_EXCERPTED PASSAGE_:
..............................

Aspic - A savory jelly made of clarified meat, fish, or vegetable stock and gelatin. Most aspic is clear, but tomato aspic (made from tomato juice and gelatin) is opaque. Clear aspics form the base for molded dishes or as a glaze for cold dishes.
Baking Soda - Baking soda ("bicarbonate of soda") is a leavener used in baked goods. When mixed with an acid ingredient (such as butter-milk, yogurt, or molasses), baking soda produces carbon dioxide bubbles that make the dough rise.
Baking Powder - A leavener containing baking soda, an acid (such as cream of tartar) and a moisture-absorber (such as cornstarch). Double-acting baking soda releases carbon dioxide gas when it becomes wet and again when exposed to oven heat.
Balsamic Vinegar - An Italian vinegar made from white Trebbiano grape juice. This fine vinegar gets part of its flavor from aging in wooden barrels over a period of years.
Basil - An herb with a pungent flavor described as a cross between licorice and cloves. The ancient Greeks called this member of the mint family the "royal herb." Most varieties have green leaves, but one variety, the opal basil, is purple.
Bay Leaf - Also called laurel leaf or bay laurel, this aromatic herb is native to the Mediterranean. Turkish bay leaves are milder than the California variety. Used to flavor soups, vegetables, and meats. Normally removed before serving.

..............................

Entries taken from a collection
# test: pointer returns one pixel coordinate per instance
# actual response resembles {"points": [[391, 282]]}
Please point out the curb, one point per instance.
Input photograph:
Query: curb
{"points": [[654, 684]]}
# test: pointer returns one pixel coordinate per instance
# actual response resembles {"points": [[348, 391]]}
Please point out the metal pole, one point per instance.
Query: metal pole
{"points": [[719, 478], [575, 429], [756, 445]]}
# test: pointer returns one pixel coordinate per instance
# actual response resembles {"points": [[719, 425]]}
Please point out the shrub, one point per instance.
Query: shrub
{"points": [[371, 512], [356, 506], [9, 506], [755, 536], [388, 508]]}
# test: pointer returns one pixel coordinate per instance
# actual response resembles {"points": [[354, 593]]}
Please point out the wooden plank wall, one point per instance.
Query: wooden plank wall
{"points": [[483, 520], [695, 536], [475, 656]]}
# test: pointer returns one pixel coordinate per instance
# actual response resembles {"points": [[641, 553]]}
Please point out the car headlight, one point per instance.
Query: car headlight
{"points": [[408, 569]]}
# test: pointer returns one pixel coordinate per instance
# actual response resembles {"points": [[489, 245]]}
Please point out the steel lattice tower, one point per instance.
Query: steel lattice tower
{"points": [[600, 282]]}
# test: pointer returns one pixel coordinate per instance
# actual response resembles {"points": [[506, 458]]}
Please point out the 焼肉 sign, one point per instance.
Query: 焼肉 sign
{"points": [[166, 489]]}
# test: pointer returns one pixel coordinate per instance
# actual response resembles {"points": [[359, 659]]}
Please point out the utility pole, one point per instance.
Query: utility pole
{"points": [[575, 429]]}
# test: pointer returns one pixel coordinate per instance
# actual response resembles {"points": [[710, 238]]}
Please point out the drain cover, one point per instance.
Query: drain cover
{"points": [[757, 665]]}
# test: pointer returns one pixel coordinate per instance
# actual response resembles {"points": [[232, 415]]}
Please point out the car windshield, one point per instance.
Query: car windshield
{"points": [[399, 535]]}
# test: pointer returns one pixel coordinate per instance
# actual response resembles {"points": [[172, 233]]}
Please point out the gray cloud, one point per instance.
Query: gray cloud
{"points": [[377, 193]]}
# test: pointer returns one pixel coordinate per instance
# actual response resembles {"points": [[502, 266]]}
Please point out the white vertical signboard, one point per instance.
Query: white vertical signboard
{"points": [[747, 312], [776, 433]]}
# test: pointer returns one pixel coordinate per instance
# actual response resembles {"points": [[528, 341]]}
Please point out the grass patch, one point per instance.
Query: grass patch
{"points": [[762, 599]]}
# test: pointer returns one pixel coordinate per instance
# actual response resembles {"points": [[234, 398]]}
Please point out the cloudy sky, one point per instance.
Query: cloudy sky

..............................

_PROBLEM DESCRIPTION_:
Retype the entire cooking glossary word for word.

_EXERCISE RESPONSE_:
Aspic - A savory jelly made of clarified meat, fish, or vegetable stock and gelatin. Most aspic is clear, but tomato aspic (made from tomato juice and gelatin) is opaque. Clear aspics form the base for molded dishes or as a glaze for cold dishes.
Baking Soda - Baking soda ("bicarbonate of soda") is a leavener used in baked goods. When mixed with an acid ingredient (such as butter-milk, yogurt, or molasses), baking soda produces carbon dioxide bubbles that make the dough rise.
Baking Powder - A leavener containing baking soda, an acid (such as cream of tartar) and a moisture-absorber (such as cornstarch). Double-acting baking soda releases carbon dioxide gas when it becomes wet and again when exposed to oven heat.
Balsamic Vinegar - An Italian vinegar made from white Trebbiano grape juice. This fine vinegar gets part of its flavor from aging in wooden barrels over a period of years.
Basil - An herb with a pungent flavor described as a cross between licorice and cloves. The ancient Greeks called this member of the mint family the "royal herb." Most varieties have green leaves, but one variety, the opal basil, is purple.
Bay Leaf - Also called laurel leaf or bay laurel, this aromatic herb is native to the Mediterranean. Turkish bay leaves are milder than the California variety. Used to flavor soups, vegetables, and meats. Normally removed before serving.